------ ARTICLE ------
She added that a third villager, a woman named Ma Kyu, was injured in the eye.
Pho La Pyae, a resident from Mogyopyin village, said around 200 farmers from Myogyopyin, Sete and Tonywa villagers had confronted the police that morning and prevented them from coming onto their land. He said that 20 people were injured by police gunfire.
So far, no government official, police spokesperson or representative of Myanmar Wanbao has made an official statement.
Zaw Myo Nyunt, the administrator of nearby Yinmarbin village, told DVB by phone about an hour after the incident that he was unaware of any violence.
A DVB reporter at the scene said the protestors were dispersed from the area at around 4pm, whereby mining staff resumed erecting fences around the 1,000 acres of land in question.
The incident follows an official press release on 22 December by Myanmar Wanbao, a joint venture between military-backed Union of Myanmar Economic Holdings and China’s Wanbao Company. The company stated that it would soon commence work on an extended area of land allotted by the Burmese government for use in the copper mine project.
“Myanmar Wanbao Mining Copper Limited is pleased to announce that, under the direction of the Myanmar Government, the company will be extending its working area in the Letpadaung copper project to comply with requirements of its investment permit granted by the Myanmar Investment Commission. Construction is proceeding as a result of broad community support for the project.”
------
DIRECTIVES:
1) Name every person identified by name in the report on the copper mine protest.
2) Summarize the report on the copper mine protest in two sentences.
3) Write a continuation of the report on the Letpadaung copper mine protest, picking up after its final sentence.
The data that comes next has no connection to the report on the copper mine protest.
------ STORED RECORDS ------
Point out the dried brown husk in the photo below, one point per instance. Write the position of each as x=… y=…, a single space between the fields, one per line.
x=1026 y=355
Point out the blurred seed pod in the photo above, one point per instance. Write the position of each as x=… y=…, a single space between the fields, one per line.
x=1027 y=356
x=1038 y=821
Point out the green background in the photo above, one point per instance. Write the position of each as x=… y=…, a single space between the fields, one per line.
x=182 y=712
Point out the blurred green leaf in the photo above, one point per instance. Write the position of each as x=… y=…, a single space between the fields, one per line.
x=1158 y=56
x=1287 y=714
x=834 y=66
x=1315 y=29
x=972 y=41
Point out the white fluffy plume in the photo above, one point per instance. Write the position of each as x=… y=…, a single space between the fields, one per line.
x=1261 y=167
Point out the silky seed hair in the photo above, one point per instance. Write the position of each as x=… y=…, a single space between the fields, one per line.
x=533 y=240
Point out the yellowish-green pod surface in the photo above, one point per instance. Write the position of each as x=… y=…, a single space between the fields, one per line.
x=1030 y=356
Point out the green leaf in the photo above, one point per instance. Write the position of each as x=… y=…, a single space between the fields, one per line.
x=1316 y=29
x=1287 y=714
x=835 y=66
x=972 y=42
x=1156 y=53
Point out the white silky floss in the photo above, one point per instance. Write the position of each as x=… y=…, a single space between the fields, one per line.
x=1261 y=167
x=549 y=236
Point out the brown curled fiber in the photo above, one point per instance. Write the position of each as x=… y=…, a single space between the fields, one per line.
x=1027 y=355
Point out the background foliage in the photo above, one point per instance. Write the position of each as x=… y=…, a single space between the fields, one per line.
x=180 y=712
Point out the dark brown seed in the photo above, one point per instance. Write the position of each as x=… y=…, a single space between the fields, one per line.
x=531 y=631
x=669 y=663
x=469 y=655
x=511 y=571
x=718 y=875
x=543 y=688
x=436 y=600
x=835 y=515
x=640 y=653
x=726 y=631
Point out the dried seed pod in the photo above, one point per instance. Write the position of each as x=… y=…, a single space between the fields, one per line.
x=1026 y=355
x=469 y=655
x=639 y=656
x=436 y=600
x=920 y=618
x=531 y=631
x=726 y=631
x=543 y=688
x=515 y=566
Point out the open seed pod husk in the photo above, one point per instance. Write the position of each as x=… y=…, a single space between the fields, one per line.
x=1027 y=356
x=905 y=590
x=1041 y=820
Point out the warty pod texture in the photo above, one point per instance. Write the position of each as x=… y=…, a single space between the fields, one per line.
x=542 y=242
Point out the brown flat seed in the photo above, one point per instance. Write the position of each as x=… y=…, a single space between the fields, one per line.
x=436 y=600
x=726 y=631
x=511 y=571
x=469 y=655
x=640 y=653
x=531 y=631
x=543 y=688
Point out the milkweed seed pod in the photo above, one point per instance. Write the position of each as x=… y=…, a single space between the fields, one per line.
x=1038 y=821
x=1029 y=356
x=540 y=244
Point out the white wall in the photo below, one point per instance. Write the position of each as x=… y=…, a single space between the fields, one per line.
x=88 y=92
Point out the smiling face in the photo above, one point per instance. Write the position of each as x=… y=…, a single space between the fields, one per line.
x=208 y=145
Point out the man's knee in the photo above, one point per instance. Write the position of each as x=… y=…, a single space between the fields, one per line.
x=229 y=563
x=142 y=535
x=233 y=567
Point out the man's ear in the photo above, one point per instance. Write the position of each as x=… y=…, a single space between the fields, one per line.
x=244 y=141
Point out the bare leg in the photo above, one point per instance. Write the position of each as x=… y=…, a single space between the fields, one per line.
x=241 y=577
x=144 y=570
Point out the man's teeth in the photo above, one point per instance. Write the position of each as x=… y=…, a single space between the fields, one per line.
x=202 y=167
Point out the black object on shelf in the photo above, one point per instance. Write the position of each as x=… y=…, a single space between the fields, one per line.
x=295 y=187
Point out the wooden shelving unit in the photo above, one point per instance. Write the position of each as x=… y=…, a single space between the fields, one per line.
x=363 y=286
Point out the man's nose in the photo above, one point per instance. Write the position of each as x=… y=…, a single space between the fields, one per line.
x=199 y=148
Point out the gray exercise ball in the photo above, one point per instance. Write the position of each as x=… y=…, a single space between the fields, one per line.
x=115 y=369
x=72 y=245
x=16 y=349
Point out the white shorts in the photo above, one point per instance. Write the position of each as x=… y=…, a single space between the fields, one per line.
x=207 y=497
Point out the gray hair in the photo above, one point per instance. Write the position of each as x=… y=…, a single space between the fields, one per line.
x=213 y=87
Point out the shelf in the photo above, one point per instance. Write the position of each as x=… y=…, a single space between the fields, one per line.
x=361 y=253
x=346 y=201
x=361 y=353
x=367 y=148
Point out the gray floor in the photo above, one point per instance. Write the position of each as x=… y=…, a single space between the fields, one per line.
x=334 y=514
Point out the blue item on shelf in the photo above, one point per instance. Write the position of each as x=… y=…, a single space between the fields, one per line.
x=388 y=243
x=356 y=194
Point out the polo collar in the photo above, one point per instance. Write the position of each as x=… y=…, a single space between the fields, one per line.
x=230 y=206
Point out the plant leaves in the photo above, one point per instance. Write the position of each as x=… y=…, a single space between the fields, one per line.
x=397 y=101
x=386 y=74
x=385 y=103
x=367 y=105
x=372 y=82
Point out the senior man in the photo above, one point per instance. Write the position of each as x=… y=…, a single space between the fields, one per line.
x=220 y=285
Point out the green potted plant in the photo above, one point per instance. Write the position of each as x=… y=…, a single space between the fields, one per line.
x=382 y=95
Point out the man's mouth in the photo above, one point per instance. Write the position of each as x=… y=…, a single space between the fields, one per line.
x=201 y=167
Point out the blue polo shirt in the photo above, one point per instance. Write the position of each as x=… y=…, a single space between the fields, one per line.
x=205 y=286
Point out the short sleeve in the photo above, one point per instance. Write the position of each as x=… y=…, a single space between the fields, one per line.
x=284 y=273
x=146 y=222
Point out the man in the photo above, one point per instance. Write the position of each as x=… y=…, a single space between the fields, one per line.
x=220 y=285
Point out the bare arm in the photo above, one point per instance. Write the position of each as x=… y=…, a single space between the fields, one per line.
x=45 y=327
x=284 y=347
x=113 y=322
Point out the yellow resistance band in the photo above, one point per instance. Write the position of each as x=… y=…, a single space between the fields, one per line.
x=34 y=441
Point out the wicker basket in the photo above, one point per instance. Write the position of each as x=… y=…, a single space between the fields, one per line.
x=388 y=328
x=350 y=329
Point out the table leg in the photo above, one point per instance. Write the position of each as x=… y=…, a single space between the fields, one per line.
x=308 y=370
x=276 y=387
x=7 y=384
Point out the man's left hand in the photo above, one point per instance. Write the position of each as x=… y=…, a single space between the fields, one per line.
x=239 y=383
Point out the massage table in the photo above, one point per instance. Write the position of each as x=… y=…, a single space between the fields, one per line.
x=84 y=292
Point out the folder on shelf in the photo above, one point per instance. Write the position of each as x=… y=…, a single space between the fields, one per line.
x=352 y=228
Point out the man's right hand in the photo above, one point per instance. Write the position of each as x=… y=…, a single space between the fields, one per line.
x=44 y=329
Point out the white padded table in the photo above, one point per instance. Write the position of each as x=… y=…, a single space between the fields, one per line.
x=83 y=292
------
RESPONSES TO THE EXERCISE:
1) Ma Kyu, Pho La Pyae, Zaw Myo Nyunt

2) About 200 farmers from three villages confronted police to keep them off their land, and one resident said 20 people were injured by police gunfire; after the protesters were dispersed around 4pm, mining staff resumed fencing the 1,000 acres in question. The incident followed a 22 December press release from Myanmar Wanbao, a joint venture of the military-backed Union of Myanmar Economic Holdings and China's Wanbao Company, announcing that it would extend its working area in the Letpadaung copper project.

3)
In addition to claiming that the project has the overwhelming backing of the local people, the firm went on to detail the amount it is has paid to villagers as compensation for assuming their land, and said that it has donated much money into the local community, as well as creating jobs and investing in local infrastructure.
Hundreds of local villagers and their supporters have been protesting the Latpadaung copper mine since its inception more than 10 years ago. Many have been displaced to make way for the project which was originally contracted to a Canadian firm, Ivanhoe Mines.
The controversial mine was temporarily suspended when activists and monks staged a mass sit-in protest in 2012. The protest was broken up brutally by riot police on 29 November that year when some 80 protestors were injured, including several Buddhist monks, many with horrific burns that experts have attributed to white phosphorous bombs.
A subsequent investigation headed by opposition leader Aung San Suu Kyi failed to pronounce anyone guilty for the violent crackdown, and to many villagers’ dismay, recommended to the government that the project be resumed.